▶ _Assigned task_
Include in the output the line containing "Query: ocean" and each subsequent line of the records, through the end, transcribed exactly. Add nothing else.

⁂

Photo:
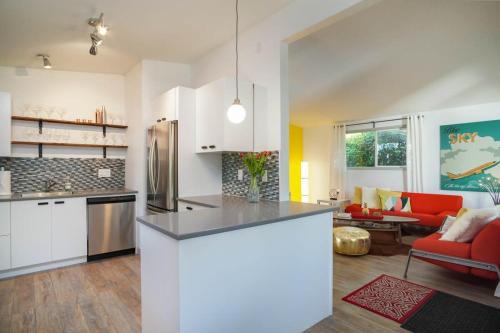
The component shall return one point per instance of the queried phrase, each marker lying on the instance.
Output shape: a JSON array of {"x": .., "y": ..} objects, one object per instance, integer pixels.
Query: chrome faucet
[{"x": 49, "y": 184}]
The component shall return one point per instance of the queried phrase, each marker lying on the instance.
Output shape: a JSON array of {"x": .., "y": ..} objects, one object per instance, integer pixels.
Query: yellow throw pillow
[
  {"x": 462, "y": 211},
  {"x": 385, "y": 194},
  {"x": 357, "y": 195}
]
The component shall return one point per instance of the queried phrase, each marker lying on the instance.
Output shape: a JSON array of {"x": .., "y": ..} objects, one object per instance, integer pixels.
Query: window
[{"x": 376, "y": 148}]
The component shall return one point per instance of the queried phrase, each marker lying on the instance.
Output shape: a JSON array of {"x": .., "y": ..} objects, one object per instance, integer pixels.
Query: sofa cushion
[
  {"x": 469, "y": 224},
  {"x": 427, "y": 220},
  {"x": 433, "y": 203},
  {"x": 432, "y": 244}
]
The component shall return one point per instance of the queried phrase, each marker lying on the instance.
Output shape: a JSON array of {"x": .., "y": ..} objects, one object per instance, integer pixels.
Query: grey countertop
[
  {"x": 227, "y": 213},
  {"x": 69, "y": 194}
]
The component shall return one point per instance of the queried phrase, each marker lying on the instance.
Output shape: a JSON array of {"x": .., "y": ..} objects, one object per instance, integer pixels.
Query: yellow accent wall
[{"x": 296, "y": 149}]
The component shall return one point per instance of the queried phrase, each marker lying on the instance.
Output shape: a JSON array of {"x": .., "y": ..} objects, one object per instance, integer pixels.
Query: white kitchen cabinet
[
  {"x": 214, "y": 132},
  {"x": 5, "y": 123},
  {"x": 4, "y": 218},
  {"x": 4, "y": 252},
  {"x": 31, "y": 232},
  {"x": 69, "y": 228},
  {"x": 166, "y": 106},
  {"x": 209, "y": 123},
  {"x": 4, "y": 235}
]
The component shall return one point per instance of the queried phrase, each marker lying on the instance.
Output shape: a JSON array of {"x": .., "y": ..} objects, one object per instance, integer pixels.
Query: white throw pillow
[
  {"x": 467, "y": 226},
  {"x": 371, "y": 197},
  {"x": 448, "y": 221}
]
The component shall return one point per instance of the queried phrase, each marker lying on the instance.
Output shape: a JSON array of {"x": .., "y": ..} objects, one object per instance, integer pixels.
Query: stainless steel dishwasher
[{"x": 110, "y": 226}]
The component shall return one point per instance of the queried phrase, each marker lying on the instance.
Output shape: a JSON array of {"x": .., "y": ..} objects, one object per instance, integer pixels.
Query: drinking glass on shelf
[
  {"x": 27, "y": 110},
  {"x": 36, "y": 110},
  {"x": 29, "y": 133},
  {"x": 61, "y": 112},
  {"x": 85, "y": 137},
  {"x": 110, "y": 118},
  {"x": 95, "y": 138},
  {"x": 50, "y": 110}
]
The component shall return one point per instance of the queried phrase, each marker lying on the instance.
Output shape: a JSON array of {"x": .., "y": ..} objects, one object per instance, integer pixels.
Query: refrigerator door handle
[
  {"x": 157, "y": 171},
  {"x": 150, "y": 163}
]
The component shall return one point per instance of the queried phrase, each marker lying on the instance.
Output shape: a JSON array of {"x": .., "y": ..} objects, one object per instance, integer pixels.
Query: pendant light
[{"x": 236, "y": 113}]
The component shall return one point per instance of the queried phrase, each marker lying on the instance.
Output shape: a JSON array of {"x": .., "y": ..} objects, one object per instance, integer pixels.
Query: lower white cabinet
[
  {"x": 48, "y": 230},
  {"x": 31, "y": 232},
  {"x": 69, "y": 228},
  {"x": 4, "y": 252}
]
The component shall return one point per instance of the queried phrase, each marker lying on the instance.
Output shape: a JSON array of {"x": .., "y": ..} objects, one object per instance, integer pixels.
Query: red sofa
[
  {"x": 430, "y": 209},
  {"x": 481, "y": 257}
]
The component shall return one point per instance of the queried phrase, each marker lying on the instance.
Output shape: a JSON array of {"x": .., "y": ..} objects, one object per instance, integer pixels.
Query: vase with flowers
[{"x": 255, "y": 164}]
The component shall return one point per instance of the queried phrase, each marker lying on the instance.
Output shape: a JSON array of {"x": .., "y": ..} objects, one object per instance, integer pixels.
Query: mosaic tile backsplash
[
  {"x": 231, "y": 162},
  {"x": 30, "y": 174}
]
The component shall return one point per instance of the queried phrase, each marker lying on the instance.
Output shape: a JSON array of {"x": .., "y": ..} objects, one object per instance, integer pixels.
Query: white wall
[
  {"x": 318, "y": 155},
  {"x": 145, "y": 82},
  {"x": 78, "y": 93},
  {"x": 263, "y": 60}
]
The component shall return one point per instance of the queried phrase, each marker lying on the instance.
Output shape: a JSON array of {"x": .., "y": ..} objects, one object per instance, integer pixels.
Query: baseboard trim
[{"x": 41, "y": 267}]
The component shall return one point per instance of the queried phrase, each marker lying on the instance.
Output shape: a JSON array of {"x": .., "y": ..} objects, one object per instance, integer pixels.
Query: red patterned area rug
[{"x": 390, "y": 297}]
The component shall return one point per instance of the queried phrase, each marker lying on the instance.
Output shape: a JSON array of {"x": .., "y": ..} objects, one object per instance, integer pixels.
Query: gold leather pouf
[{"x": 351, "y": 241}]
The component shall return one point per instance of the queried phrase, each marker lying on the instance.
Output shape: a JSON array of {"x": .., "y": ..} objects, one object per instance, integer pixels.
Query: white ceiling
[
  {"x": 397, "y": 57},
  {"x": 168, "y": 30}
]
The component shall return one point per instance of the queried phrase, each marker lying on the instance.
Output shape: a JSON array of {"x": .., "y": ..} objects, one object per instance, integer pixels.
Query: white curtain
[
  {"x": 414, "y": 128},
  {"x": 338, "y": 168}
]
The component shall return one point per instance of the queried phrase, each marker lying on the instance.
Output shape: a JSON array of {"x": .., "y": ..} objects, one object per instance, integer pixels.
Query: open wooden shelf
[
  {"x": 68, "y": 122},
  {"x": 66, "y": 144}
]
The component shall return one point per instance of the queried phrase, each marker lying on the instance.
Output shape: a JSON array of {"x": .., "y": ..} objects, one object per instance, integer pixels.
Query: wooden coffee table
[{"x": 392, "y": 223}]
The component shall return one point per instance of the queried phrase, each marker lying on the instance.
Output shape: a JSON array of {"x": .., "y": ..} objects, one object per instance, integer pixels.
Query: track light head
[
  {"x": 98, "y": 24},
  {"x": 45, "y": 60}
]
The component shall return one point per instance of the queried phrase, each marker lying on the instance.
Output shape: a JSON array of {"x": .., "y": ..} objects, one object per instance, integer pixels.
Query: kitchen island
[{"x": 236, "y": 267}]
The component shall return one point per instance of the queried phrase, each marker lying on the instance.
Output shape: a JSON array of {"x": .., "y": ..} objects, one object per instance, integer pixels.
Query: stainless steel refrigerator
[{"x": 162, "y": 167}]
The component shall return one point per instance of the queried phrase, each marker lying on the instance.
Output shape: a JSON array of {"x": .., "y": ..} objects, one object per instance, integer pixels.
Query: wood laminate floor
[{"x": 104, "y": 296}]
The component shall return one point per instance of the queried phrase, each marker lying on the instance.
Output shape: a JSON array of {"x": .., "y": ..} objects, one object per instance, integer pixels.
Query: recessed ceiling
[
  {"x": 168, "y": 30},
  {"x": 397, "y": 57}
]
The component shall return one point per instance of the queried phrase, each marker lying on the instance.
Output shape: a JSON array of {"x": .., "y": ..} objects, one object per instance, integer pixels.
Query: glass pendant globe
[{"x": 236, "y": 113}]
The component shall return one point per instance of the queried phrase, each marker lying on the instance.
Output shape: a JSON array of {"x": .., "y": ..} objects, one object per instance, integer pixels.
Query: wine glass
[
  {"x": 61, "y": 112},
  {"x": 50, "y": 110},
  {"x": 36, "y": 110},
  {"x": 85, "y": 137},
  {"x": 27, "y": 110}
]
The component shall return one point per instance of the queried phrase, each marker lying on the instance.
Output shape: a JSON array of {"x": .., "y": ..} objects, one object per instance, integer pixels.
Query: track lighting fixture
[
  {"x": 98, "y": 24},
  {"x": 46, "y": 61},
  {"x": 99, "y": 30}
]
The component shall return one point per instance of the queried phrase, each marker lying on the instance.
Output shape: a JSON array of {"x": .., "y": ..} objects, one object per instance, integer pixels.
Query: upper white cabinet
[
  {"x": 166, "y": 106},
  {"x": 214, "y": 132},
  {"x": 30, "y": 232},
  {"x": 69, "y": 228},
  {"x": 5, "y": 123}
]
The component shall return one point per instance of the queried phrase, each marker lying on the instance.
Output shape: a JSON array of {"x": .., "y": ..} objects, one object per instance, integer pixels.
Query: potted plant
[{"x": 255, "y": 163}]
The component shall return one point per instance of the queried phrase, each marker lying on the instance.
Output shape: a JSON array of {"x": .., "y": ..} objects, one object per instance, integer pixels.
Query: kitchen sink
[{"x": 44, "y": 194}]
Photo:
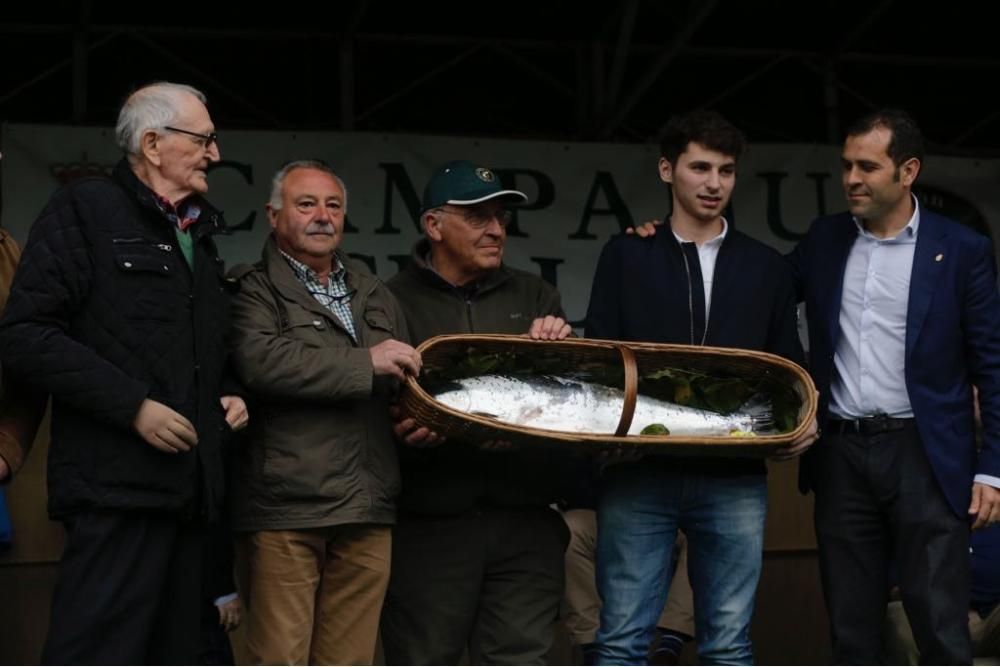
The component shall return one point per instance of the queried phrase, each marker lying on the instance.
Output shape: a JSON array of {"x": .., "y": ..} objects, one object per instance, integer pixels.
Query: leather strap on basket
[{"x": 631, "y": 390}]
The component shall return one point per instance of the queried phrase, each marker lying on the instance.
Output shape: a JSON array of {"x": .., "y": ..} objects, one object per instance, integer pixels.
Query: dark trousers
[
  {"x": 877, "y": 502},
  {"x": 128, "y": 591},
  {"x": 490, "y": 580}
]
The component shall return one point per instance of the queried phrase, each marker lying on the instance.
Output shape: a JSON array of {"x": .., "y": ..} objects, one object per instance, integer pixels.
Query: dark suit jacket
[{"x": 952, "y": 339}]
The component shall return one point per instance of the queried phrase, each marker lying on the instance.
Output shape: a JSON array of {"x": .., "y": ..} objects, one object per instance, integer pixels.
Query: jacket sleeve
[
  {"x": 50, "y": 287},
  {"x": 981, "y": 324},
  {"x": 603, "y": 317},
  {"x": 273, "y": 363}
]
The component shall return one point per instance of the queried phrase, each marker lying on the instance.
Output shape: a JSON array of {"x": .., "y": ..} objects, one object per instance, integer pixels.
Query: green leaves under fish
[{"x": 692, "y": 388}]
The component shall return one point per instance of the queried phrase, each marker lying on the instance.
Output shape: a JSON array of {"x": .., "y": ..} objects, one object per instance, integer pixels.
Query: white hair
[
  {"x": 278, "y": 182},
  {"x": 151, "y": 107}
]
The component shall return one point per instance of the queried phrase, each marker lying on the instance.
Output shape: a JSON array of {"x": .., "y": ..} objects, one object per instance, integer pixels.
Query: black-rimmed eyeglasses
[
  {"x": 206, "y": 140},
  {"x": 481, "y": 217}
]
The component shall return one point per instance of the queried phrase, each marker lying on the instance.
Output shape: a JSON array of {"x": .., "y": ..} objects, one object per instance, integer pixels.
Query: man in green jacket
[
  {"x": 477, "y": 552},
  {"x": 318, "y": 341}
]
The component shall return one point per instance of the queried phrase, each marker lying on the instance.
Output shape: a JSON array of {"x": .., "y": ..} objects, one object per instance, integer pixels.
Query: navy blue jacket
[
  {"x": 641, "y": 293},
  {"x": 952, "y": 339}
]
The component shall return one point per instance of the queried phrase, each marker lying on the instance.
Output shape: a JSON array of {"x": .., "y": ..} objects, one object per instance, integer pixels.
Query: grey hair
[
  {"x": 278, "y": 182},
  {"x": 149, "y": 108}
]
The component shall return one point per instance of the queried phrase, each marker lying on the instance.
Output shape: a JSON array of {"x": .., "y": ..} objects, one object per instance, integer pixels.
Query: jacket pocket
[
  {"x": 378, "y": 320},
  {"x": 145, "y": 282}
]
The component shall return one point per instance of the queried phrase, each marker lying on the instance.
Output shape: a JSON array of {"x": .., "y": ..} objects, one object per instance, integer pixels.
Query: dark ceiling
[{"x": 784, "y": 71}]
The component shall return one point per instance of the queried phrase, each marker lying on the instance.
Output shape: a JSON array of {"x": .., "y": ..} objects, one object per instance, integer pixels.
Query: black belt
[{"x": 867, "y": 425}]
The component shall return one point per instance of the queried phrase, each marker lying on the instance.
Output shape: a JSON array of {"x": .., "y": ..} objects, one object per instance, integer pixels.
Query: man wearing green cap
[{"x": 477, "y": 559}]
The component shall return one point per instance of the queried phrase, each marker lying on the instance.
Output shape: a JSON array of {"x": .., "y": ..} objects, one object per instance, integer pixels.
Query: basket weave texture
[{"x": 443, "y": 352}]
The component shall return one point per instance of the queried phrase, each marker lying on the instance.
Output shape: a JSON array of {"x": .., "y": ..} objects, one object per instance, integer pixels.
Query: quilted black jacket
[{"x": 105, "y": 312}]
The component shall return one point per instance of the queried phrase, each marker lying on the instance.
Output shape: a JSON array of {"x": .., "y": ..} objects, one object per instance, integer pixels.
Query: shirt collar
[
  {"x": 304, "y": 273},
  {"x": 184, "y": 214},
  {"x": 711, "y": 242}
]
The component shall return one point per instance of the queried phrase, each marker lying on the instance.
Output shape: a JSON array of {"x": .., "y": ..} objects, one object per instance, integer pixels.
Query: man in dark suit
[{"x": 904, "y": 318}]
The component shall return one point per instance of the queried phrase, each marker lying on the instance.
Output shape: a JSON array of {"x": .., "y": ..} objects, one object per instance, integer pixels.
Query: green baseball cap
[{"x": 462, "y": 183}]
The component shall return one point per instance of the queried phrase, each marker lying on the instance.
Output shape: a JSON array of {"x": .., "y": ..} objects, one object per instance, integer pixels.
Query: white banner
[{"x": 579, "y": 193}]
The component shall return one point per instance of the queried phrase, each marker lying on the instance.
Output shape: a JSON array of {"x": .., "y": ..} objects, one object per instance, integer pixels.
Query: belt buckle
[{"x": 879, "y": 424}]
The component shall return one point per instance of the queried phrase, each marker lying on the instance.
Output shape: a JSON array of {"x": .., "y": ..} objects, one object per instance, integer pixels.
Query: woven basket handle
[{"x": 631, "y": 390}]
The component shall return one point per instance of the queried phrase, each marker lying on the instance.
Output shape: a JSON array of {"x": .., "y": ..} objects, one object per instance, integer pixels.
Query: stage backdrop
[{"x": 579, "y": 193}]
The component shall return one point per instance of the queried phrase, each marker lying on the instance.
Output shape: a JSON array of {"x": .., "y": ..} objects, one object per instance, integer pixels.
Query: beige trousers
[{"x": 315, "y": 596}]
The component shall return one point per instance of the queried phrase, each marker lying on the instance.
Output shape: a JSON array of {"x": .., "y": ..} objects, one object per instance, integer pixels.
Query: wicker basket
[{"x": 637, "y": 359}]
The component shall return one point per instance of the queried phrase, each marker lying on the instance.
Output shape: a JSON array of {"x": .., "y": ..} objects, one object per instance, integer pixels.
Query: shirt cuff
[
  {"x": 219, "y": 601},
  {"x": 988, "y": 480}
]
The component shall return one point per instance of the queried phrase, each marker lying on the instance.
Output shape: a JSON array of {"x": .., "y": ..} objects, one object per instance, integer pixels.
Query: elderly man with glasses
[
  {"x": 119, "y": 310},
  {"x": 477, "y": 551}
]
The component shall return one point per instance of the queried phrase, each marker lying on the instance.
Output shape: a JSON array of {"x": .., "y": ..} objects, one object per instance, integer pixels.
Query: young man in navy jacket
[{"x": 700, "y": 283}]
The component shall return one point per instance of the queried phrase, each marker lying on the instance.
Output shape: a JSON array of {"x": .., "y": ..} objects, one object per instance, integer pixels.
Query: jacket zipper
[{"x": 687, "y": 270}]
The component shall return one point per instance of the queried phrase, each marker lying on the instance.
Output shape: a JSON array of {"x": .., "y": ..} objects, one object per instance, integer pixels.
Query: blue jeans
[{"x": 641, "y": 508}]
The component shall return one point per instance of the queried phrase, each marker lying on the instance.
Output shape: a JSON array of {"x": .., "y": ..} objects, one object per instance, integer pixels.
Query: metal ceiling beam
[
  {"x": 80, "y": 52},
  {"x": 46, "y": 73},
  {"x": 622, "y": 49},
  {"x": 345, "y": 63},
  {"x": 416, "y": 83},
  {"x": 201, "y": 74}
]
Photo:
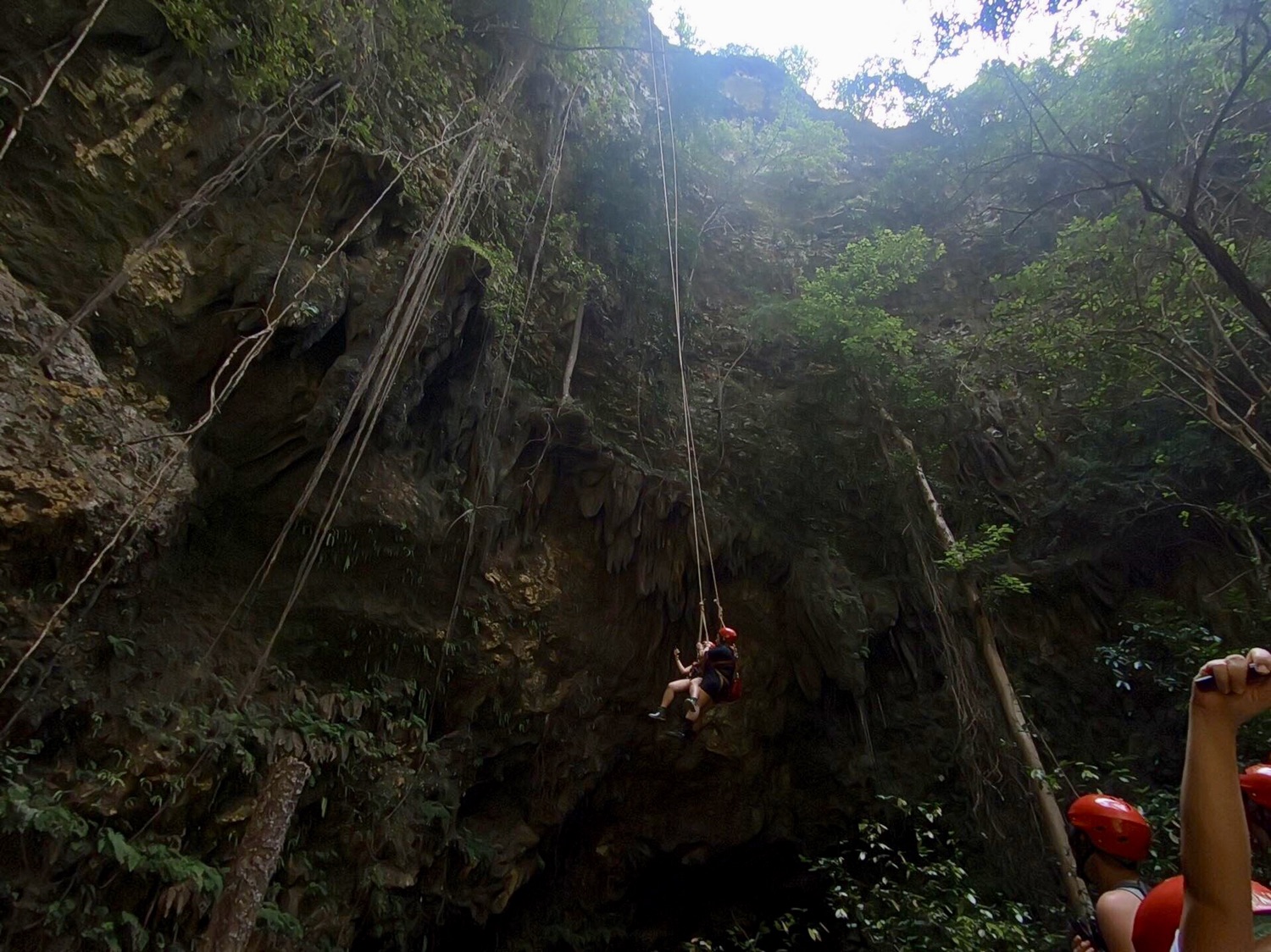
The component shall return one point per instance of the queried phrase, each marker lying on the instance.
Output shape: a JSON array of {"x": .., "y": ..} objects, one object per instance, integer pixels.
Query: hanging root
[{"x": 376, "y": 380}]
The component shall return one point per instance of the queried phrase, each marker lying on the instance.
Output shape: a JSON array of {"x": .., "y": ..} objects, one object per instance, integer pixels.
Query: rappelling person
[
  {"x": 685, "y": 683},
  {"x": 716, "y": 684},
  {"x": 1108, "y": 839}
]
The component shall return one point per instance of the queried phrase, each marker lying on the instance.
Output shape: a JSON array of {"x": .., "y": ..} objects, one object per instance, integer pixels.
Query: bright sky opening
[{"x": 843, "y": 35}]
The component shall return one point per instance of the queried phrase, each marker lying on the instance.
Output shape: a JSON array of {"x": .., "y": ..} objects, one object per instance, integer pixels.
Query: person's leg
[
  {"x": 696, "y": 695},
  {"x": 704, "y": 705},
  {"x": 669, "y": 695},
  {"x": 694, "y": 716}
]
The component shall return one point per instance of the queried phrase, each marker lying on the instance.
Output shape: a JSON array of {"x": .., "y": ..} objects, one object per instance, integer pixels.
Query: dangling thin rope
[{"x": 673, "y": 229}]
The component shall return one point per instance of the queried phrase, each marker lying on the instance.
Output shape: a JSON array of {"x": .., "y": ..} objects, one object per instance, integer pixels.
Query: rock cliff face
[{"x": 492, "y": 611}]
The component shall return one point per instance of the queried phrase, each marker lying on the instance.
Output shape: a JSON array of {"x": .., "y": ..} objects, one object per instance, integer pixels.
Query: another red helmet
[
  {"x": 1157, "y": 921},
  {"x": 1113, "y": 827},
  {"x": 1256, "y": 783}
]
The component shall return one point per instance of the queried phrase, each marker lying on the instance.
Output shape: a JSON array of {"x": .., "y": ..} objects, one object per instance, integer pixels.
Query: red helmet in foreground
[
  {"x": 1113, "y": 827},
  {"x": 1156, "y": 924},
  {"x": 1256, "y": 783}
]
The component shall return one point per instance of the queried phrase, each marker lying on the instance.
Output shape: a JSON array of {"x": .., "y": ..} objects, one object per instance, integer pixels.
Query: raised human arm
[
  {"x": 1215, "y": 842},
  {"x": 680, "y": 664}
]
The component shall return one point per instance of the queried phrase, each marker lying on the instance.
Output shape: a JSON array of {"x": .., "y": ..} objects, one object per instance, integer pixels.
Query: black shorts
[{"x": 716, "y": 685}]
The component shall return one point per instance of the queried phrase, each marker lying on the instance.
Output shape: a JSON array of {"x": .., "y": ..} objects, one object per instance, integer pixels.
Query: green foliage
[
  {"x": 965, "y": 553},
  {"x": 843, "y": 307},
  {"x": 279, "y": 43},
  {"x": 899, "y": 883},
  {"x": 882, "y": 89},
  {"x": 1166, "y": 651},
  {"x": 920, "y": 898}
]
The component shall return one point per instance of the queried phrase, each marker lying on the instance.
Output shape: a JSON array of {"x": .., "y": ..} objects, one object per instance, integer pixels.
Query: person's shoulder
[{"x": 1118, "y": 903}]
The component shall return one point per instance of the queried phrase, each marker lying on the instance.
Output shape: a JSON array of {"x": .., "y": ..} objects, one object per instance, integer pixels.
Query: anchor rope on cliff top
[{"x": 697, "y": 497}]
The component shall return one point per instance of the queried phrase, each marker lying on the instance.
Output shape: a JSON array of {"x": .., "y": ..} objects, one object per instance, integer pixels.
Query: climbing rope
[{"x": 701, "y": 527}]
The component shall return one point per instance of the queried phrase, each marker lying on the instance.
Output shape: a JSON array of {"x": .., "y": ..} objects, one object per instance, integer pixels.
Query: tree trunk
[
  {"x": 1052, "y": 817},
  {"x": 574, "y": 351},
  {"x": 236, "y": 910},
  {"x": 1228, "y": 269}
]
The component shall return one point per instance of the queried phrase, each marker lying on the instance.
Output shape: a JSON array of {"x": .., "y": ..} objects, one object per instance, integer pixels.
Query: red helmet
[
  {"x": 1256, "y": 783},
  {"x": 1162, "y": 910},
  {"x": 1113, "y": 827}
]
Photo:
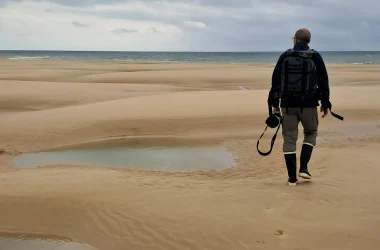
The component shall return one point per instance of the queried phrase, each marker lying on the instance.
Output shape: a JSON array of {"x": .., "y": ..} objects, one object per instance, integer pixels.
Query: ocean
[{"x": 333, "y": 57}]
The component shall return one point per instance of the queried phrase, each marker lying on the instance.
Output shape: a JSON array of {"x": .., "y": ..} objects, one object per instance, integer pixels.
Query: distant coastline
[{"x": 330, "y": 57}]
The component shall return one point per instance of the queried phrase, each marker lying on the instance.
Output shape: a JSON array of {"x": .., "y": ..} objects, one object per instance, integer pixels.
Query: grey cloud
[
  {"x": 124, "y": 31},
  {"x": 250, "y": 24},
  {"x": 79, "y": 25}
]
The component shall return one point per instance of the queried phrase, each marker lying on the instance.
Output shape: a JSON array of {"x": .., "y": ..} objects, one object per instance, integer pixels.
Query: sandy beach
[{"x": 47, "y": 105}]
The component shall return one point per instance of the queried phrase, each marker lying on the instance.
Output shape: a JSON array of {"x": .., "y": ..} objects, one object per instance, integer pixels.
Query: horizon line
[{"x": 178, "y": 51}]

⁂

▶ _Solution for this exercise_
Query: ocean
[{"x": 333, "y": 57}]
The component shall return one point per instance of the queried phrase, each marker lying on the instance.
Output shape: a JSON array of {"x": .., "y": ..} objects, one object per instance, integer pixels.
Query: distant coastline
[{"x": 330, "y": 57}]
The component shall return one point per instance of the queried phrase, each marker lying on the instance.
Output shape: a JSON array of {"x": .., "y": ..} objects, one object per instance, integer pixels.
Query: grey cloud
[
  {"x": 124, "y": 31},
  {"x": 250, "y": 24},
  {"x": 79, "y": 25}
]
The component shall return one point per instance of the queried phrase, each marker lying on the instance.
Output shape: a JSON array of {"x": .., "y": ..} objects, one object per instance, integer pixels.
Query: sandy beach
[{"x": 47, "y": 105}]
The component shall return one point per instance of the queried phrase, each marker lying on the instance.
Output shape: a JSON array of {"x": .., "y": ..} objects, one object per instance, integer pixels.
Query: horizon line
[{"x": 178, "y": 51}]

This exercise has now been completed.